Dúvida, a sombra da fé
Rui Luis Rodrigues
Comunidade Carisma, 11 de julho de 2010
João 20:19-29
Quero hoje refletir com vocês sobre as relações que existem entre fé e dúvida. E desejo fazer isso movido por uma profunda preocupação. Estou mais do que consciente das imensas riquezas que existem na esperança cristã. O texto que lemos nos mostra, de forma muito bela, o que é a igreja: os discípulos reunidos no cenáculo no primeiro dia da semana e o Senhor que surge no meio deles; isto somos nós, é uma descrição simbólica da igreja. Uma comunhão de homens e mulheres com o Senhor ressuscitado, que está presente no meio dessa reunião (dessa “assembleia”, dessa ekklesia) e que sopra sobre essa comunidade seu Espírito Santo. Uma sociedade que tem como finalidade anunciar ao mundo a melhor de todas as notícias: não precisamos mais viver consumidos pelo sentimento de culpa, porque Deus em Cristo nos perdoou a todos!
Mas essa riqueza não é conhecida e experimentada por todos. Existem pessoas que têm dúvidas e que imaginam que suas dúvidas representam falta de fé; por causa dessas dúvidas elas se excluem da riqueza que existe no evangelho. Outros acabam se afastando da igreja quando percebem que duvidam de algo relacionado à fé e imaginam que, por duvidarem, já não têm razão para prosseguir.
A dúvida é uma reação humana. Se lermos as biografias de homens e mulheres de fé, em todos eles encontraremos registrada a experiência da dúvida. São João da Cruz, um dos maiores místicos cristãos do século XVII, falava com frequência na “noite escura da alma”, quando Deus parecia estar tão distante que era fácil pensar que Ele não existia. Recentemente foram publicadas cartas de madre Teresa de Calcutá e muitos se surpreenderam por ela falar também, várias vezes, de suas dúvidas. E no entanto, foram pessoas de fé! O irmão Roger, evangélico francês que fundou, na década de 1940, uma comunidade ecumênica de monges chamada Comunidade de Taizé, costumava dizer: “A dúvida nos segue como nossa sombra”. Creio que temos razões suficientes para entender que fé e dúvida não são opostos. A existência da dúvida não significa a inexistência da fé. Ao contrário: podemos afirmar que, se há dúvida, é porque há fé. A dúvida é a sombra da fé. Assim como somente um corpo concreto pode projetar sombra de si mesmo, da mesma forma somente existe dúvida (a sombra) onde há uma fé concreta.

──────

▶ **Lista de tarefas**
(1) Extraia do texto sobre fé e dúvida o trecho que começa nas palavras "Mas essa riqueza" e vai até "razão para prosseguir.", inclusive.
(2) No texto sobre fé e dúvida, que frase o irmão Roger costumava dizer?

▶ **Linhas exibidas**
──────

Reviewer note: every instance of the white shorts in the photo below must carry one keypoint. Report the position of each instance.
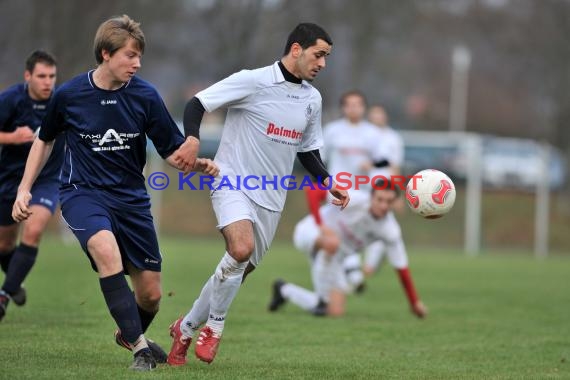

──────

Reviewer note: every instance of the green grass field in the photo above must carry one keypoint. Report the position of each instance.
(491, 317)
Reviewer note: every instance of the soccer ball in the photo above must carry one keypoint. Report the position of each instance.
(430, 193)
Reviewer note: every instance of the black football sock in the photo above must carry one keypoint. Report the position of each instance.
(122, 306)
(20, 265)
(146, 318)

──────

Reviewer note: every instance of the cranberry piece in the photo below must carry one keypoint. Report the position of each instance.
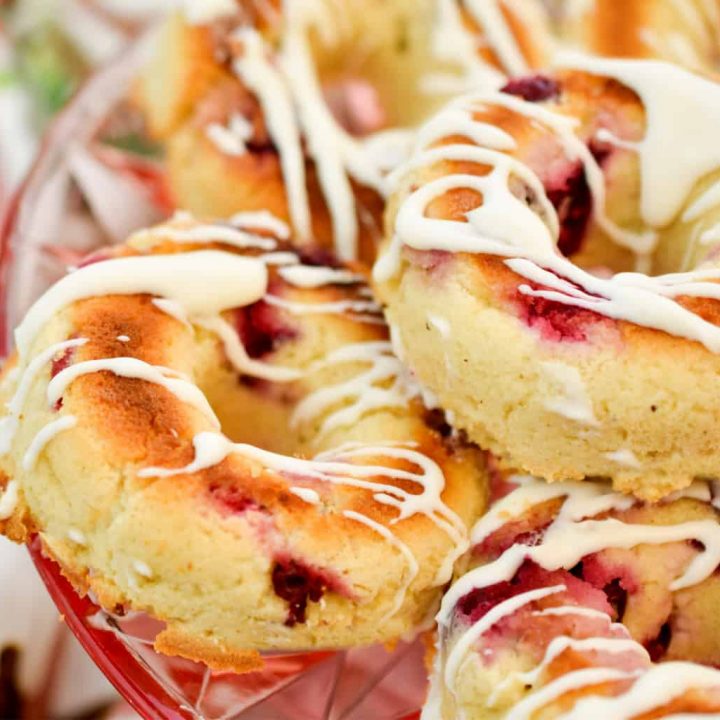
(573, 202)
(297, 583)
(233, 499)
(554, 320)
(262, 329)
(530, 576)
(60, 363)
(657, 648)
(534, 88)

──────

▶ **Respostas por tarefa**
(1)
Mas essa riqueza não é conhecida e experimentada por todos. Existem pessoas que têm dúvidas e que imaginam que suas dúvidas representam falta de fé; por causa dessas dúvidas elas se excluem da riqueza que existe no evangelho. Outros acabam se afastando da igreja quando percebem que duvidam de algo relacionado à fé e imaginam que, por duvidarem, já não têm razão para prosseguir.

(2) "A dúvida nos segue como nossa sombra."